# Fast Fourier Transform

• Oct 4th 2011, 08:19 PM
trevman
Fast Fourier Transform
Hi all. I am not positive if this is the correct forum for this thread, but it has to do with numerical analysis so I assume it will do.

Anyway, I am having trouble finding the correct way to do this problem, and have been working on it for hours. I feel I can almost get the answer, but just not quite. If you all could take a look and help me out, that would be awesome.

The Discrete Fourier transform is as follows:
$\displaystyle X_k = \sum_{j=0}^{2N-1} x_j\omega_{2N}^{-jk}, k=0,...2N-1, \omega_{2N}=$ exp$\displaystyle (\frac{2(\pi)i}{2N})$

for $\displaystyle x_j \in\Re, {j=0,..,2N-1}$

There is more information given to me from previous parts in the problem that help answer the question at hand, so here it is:

1) Not sure how relevant this is, but:
$\displaystyle X_{2N-k} = \bar{X}_k$ for$\displaystyle k=0, 1, ...., 2N-1$ and $\displaystyle \bar{X}_k$ is the complex conjugate of $\displaystyle X_k$ (as in all complex variables change signs)

**Given information:**
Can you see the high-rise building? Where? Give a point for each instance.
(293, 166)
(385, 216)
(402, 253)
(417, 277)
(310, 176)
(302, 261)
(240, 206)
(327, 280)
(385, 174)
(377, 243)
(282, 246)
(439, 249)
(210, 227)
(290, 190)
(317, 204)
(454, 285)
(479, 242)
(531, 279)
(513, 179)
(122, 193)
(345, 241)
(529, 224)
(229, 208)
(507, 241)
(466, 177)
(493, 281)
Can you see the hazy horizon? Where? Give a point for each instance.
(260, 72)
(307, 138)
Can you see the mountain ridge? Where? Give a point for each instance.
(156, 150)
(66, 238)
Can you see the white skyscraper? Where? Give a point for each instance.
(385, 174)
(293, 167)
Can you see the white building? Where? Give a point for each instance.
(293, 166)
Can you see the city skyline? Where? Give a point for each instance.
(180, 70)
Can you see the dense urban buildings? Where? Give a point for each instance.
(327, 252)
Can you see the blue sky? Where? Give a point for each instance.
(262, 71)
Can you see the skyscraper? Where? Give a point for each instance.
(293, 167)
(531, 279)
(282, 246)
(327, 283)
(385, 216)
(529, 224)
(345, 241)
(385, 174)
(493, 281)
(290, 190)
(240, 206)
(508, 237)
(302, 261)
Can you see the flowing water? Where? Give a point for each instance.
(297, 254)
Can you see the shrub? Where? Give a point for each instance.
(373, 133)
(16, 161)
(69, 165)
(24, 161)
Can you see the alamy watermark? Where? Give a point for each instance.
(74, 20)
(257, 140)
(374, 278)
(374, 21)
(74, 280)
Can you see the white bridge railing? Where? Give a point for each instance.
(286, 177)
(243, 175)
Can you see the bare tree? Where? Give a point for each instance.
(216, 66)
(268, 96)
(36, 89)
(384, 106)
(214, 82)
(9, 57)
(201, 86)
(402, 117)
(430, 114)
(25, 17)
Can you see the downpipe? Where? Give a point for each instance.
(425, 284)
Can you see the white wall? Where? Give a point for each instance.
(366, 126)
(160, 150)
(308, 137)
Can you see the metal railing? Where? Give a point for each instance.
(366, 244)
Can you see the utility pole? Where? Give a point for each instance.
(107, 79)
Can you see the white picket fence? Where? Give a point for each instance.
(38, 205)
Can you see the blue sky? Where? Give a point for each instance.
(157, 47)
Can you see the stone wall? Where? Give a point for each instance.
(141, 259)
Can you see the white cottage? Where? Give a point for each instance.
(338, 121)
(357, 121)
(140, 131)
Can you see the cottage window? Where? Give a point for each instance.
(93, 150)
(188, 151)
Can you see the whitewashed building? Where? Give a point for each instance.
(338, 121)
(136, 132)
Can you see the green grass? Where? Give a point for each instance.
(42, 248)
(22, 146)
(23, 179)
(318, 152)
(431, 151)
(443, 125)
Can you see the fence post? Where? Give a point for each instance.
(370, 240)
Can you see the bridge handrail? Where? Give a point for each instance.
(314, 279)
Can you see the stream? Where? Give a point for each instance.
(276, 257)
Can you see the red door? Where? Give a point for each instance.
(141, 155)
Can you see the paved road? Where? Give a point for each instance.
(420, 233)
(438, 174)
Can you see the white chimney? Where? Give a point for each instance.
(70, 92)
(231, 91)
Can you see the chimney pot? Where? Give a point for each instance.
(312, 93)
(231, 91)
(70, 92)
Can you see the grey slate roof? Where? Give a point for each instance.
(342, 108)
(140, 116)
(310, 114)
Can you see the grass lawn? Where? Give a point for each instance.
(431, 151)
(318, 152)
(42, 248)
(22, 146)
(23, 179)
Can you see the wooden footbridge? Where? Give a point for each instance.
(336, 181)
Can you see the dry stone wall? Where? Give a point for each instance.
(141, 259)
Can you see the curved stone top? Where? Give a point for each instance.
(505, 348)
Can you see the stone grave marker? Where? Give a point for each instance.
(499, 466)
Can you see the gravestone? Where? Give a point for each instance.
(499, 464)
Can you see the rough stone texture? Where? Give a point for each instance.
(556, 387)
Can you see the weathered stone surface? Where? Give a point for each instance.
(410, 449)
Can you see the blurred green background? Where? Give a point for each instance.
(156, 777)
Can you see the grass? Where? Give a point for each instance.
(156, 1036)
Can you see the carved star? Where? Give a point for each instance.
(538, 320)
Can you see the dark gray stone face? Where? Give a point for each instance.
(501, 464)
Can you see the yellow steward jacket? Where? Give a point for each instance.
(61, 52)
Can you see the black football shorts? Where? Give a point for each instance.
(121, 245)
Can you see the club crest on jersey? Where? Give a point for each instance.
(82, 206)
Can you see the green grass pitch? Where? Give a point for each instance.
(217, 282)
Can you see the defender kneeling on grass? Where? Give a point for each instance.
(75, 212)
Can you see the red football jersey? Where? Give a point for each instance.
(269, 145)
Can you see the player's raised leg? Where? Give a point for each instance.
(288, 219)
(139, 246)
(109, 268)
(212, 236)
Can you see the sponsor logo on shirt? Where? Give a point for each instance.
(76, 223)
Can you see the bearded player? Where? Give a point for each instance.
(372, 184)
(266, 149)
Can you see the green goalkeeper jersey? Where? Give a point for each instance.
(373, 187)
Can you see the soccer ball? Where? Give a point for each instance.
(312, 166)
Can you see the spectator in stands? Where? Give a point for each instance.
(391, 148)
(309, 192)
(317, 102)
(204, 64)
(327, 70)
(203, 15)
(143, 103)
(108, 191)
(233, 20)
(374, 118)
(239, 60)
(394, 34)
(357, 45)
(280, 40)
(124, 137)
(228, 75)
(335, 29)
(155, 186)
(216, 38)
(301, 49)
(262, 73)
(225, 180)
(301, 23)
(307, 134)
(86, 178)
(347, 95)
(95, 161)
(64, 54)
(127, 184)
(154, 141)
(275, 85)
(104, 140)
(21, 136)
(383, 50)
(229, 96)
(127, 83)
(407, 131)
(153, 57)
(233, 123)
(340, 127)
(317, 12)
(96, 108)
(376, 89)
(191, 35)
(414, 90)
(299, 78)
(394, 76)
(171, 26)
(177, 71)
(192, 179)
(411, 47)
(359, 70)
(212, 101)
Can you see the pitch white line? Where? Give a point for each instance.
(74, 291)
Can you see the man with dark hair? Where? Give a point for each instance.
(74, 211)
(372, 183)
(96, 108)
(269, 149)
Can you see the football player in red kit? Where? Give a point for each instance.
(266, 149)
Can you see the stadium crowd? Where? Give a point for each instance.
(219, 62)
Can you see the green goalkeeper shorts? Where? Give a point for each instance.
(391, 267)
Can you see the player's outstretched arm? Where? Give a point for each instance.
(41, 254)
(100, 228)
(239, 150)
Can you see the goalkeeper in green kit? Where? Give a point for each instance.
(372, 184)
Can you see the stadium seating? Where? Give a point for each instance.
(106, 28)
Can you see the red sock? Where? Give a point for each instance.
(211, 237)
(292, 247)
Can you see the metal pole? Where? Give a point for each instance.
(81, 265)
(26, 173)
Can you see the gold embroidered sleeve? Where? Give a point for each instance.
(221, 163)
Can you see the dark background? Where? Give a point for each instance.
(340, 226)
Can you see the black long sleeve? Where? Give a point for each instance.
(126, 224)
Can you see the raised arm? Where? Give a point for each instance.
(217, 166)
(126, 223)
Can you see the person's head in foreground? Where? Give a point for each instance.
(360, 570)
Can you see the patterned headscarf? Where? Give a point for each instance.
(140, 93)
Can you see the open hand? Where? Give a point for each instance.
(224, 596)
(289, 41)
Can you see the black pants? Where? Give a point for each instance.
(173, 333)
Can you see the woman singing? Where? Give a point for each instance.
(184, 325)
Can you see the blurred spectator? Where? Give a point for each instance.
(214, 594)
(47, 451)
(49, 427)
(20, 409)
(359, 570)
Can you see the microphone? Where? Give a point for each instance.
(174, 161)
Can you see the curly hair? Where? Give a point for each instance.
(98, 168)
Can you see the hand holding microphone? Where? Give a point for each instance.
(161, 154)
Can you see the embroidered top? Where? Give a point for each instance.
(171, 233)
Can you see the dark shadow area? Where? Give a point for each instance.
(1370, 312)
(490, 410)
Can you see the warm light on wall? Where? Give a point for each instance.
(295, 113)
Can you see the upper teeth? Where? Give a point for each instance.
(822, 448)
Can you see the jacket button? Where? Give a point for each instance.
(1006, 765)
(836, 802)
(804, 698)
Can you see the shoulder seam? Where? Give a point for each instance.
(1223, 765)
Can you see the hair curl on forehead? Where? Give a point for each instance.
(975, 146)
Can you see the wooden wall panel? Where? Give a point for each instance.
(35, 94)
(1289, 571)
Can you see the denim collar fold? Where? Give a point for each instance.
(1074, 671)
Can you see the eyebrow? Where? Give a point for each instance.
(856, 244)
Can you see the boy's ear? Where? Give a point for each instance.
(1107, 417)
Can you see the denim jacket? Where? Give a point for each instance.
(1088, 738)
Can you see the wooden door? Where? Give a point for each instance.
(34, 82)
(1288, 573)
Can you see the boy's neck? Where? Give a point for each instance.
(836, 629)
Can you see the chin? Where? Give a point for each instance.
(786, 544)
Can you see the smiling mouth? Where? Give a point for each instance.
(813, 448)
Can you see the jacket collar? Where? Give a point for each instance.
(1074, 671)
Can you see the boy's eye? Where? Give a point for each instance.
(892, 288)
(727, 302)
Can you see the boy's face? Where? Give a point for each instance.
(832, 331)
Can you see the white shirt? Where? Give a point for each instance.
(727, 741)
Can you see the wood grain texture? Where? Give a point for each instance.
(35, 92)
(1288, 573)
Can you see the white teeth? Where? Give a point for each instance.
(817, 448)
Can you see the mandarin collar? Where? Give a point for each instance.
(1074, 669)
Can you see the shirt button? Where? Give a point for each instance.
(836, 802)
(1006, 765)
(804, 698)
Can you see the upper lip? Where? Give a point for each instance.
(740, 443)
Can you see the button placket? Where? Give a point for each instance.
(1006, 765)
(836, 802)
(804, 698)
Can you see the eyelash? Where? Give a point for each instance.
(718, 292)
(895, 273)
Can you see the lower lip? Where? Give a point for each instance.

**Things to do:**
A: According to the Fourier transform thread, how long has the poster been working on the problem?
B: Please condense the paragraph of the Fourier transform thread beginning "Anyway, I am having trouble" into one short sentence that keeps its main facts.
C: Pick up the Fourier transform thread after its last sentence and continue it.
The entries above come from a separate source.

**Answers per task:**
A: For hours.

B: After hours of work, the poster is close to the answer but cannot quite reach it and asks for help.

C:
2) If $\displaystyle y_i=x_{2j}; z_j = x_{2j+1}; w_j=y_j + iz_j; j=0,1,...N-1$ and $\displaystyle \{Y_k\}, \{Z_k\}, \{W_k\}, k= 0, ....,N-1$ are the corresponding DFTs, then:

$\displaystyle \bar{W}_{N-k} = Y_k - iZ_k, k= 0, ..., N-1$

Here comes the issue at hand:
Express $\displaystyle \{X_k, k=0,...,2N-1\}$ in terms of $\displaystyle \{W_k, k=0,...,N-1\}$

I'm confused because it seems like $\displaystyle W_k$ is simply the rewrite of $\displaystyle X_k$ divided into even and odd terms (FFT), but there's the i in front of $\displaystyle Z_k$, so I'm not sure what to do with that.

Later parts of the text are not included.